▶ [Brief]: Take the lines below beginning at the line that has "x=590 y=649" and stopping after the line that has "x=831 y=649", and print them exactly as they are, with no other lines.

━━━━━ Exercise data

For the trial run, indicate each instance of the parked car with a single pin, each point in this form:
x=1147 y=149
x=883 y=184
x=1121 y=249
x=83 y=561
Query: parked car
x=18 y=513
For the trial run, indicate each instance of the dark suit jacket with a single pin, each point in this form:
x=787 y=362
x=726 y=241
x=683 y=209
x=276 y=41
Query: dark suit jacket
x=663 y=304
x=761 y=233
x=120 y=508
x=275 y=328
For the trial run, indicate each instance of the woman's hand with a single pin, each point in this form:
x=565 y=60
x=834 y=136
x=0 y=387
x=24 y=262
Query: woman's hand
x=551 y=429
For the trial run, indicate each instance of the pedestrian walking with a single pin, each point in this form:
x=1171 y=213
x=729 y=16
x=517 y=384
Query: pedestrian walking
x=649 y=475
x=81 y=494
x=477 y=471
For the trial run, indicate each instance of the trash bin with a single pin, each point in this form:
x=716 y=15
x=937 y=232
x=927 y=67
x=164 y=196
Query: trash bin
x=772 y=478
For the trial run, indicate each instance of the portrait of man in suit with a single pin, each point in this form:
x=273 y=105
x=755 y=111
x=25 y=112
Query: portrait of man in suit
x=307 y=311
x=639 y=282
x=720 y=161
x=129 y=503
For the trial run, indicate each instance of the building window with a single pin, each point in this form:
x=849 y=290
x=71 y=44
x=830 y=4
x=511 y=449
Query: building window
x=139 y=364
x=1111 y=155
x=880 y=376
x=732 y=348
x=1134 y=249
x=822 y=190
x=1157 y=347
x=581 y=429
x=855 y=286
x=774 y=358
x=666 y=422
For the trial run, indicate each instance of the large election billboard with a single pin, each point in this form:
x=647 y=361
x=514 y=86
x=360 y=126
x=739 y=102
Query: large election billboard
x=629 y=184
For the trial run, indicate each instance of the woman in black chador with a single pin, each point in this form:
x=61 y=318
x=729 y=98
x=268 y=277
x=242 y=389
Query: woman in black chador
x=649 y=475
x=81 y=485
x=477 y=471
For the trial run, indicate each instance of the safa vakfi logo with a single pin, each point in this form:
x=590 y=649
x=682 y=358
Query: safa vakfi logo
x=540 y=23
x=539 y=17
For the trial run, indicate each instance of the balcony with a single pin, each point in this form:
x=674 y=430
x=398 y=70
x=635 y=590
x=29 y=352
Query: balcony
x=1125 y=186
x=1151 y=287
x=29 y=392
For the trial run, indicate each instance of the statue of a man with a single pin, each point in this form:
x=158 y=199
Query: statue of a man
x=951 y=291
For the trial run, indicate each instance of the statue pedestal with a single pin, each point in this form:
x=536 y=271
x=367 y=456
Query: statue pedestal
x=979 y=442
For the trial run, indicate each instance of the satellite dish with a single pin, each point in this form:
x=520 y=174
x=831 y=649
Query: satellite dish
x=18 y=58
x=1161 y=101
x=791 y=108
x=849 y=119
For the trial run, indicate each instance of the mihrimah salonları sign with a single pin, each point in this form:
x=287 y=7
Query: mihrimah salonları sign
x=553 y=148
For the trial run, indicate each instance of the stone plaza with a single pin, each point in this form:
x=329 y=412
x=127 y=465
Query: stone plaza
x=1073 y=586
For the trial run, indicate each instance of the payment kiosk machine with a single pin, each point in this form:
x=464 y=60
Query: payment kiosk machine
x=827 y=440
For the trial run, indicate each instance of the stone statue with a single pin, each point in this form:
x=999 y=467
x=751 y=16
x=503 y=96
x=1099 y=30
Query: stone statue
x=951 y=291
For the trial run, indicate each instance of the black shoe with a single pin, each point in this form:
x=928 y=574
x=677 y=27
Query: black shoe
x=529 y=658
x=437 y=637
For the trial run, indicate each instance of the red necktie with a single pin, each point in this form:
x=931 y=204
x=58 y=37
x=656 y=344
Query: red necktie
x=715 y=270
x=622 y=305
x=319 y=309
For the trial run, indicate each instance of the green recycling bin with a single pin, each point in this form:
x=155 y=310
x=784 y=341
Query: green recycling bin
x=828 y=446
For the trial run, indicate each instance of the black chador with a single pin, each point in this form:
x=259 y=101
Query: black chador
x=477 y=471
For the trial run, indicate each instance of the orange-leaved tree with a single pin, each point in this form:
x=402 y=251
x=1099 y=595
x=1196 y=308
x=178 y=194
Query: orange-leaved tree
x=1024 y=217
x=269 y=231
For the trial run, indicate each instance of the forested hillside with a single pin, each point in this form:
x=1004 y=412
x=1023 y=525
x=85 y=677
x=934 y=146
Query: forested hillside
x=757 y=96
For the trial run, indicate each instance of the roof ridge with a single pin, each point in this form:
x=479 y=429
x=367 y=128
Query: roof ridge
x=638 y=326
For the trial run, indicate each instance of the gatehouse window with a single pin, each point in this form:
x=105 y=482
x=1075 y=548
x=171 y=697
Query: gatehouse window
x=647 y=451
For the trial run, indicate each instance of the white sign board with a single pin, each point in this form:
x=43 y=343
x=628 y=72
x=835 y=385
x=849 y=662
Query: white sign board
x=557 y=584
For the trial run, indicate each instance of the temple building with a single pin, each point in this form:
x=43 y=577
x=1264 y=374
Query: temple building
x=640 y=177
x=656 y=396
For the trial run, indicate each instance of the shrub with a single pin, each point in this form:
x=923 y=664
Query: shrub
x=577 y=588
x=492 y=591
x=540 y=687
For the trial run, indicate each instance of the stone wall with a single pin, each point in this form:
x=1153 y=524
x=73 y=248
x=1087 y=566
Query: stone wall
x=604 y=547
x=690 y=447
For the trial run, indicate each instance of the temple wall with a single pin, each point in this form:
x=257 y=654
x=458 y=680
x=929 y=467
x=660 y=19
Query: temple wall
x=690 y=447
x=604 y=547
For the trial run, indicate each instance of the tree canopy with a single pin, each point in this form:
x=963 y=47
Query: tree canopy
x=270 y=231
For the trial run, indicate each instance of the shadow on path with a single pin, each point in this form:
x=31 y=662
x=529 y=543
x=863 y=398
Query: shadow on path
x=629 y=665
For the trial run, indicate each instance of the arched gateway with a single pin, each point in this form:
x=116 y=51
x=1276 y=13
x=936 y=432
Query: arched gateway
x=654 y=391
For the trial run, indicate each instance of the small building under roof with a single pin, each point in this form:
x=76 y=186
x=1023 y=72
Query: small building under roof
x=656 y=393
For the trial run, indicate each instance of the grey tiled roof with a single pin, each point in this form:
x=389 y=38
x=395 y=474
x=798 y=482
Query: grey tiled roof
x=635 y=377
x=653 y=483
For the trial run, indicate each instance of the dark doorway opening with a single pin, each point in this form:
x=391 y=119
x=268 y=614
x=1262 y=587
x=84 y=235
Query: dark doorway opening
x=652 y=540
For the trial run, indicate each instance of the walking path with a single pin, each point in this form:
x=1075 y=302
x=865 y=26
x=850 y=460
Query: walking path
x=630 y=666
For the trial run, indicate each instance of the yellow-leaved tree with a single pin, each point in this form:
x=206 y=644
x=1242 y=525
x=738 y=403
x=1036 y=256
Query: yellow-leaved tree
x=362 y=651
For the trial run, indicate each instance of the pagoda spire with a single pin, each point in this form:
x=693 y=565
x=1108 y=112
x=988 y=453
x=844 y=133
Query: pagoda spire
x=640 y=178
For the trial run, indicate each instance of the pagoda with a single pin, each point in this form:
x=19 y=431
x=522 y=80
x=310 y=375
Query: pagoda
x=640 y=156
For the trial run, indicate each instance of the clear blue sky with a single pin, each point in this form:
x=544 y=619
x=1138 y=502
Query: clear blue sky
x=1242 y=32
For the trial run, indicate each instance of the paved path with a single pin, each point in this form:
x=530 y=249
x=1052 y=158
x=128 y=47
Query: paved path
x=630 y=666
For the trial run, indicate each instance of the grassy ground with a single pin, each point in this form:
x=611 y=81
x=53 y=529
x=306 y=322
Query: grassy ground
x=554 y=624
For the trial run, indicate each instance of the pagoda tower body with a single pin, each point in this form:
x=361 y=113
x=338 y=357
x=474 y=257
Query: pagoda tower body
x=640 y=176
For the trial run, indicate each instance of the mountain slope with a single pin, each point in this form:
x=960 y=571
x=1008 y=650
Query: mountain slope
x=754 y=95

━━━━━━━━━━

▶ [Answer for this exercise]:
x=590 y=649
x=682 y=358
Query: safa vakfi logo
x=540 y=23
x=539 y=17
For the trial run, indicate each instance of the balcony with a single pin, each point in this form:
x=674 y=430
x=398 y=70
x=635 y=590
x=29 y=352
Query: balcony
x=1125 y=186
x=1151 y=287
x=29 y=392
For the trial run, indicate each instance of the statue of a man with a single pin, each point in this form:
x=158 y=199
Query: statue of a man
x=951 y=291
For the trial run, indicate each instance of the statue pedestal with a single pin, each point in this form:
x=536 y=271
x=367 y=456
Query: statue pedestal
x=979 y=442
For the trial run, indicate each instance of the satellite dish with a single pin, each point in this form:
x=520 y=174
x=831 y=649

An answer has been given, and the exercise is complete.